- Instructions for the task -
Output every line of the listing below exactly as given, starting at the line that contains "Point to the tie" and running through the end of the listing, with both ends included.
-=-=-=-=-
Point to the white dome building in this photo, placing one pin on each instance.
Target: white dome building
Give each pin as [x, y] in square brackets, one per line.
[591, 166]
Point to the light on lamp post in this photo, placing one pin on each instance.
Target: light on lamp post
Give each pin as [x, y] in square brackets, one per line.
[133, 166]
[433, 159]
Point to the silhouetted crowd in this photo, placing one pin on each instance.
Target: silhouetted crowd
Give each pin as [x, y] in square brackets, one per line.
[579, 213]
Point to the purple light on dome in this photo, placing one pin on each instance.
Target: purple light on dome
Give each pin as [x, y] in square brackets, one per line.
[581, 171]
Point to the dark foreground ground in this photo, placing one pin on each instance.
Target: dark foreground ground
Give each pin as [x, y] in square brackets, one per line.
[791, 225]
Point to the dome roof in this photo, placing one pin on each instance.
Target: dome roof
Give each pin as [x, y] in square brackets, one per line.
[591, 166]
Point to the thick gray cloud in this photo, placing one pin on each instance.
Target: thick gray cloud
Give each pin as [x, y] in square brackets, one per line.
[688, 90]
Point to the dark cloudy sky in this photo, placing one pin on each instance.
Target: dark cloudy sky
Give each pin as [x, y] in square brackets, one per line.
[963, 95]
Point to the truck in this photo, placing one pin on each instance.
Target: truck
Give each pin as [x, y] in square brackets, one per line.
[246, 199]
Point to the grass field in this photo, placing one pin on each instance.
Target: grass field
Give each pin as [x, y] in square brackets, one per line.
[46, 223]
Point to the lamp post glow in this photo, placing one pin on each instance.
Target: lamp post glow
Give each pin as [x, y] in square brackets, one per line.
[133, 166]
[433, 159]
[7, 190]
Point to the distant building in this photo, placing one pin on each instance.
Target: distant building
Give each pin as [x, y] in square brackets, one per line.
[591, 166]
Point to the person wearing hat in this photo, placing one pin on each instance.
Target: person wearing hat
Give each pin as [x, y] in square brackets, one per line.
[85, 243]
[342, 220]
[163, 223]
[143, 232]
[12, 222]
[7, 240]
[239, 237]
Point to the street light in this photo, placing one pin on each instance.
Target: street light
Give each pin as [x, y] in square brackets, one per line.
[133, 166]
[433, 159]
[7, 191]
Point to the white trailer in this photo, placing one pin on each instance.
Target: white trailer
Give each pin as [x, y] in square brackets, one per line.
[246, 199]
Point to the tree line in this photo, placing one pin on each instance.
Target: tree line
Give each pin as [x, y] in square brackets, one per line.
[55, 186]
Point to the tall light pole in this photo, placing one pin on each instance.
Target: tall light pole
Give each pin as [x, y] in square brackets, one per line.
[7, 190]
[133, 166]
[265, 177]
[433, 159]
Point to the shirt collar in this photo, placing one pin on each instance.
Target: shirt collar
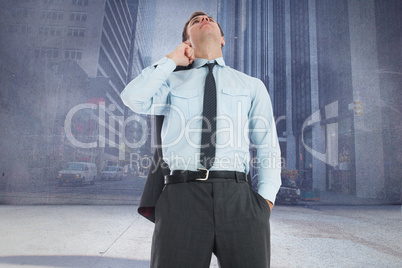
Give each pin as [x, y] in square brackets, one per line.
[201, 62]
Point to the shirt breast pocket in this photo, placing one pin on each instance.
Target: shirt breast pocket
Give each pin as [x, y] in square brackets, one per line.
[185, 103]
[235, 101]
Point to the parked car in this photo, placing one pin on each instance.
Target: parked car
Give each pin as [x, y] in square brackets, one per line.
[112, 173]
[78, 173]
[288, 193]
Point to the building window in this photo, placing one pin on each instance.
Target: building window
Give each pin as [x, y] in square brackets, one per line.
[52, 15]
[73, 54]
[50, 30]
[20, 13]
[48, 53]
[79, 32]
[78, 16]
[79, 2]
[20, 29]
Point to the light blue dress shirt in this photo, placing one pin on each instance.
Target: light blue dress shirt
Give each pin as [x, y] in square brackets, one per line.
[244, 118]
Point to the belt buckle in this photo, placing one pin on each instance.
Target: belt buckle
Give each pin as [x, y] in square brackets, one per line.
[206, 175]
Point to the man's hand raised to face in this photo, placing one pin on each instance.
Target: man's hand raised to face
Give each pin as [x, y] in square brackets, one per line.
[183, 55]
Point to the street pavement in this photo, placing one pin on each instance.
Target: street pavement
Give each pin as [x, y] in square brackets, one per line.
[116, 236]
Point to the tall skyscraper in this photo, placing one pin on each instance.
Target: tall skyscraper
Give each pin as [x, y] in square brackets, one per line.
[333, 73]
[48, 43]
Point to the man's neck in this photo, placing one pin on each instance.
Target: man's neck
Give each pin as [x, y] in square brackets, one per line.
[208, 52]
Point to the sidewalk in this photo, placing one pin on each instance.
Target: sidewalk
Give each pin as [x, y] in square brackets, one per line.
[116, 236]
[336, 199]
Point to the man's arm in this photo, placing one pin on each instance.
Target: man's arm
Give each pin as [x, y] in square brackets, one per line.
[265, 139]
[147, 93]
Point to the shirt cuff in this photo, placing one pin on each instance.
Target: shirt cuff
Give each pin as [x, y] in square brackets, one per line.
[165, 65]
[268, 192]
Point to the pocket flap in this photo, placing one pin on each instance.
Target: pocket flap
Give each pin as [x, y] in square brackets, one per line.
[186, 94]
[235, 91]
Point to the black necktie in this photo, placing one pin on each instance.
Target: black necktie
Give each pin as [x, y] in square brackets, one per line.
[209, 123]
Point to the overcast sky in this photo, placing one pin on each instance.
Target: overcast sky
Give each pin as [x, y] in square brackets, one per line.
[169, 21]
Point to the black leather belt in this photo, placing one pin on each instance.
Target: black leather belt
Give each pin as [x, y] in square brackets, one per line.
[178, 176]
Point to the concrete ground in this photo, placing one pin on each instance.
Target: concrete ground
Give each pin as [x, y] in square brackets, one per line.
[116, 236]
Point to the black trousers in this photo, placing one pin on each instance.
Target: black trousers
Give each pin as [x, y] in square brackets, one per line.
[224, 217]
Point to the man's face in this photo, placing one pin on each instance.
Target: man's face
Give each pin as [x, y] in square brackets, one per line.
[202, 27]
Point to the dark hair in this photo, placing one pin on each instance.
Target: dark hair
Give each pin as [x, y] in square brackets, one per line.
[195, 14]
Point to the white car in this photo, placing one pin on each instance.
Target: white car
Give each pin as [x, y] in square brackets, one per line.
[112, 173]
[78, 173]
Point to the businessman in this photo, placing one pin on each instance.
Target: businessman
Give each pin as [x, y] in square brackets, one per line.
[212, 116]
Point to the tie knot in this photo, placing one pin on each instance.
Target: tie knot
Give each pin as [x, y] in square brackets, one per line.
-=-=-=-=-
- Output of the exercise -
Point to the tie knot in this photo, placing one pin on each instance.
Target: tie knot
Give each pin as [x, y] in square brackets, one per line.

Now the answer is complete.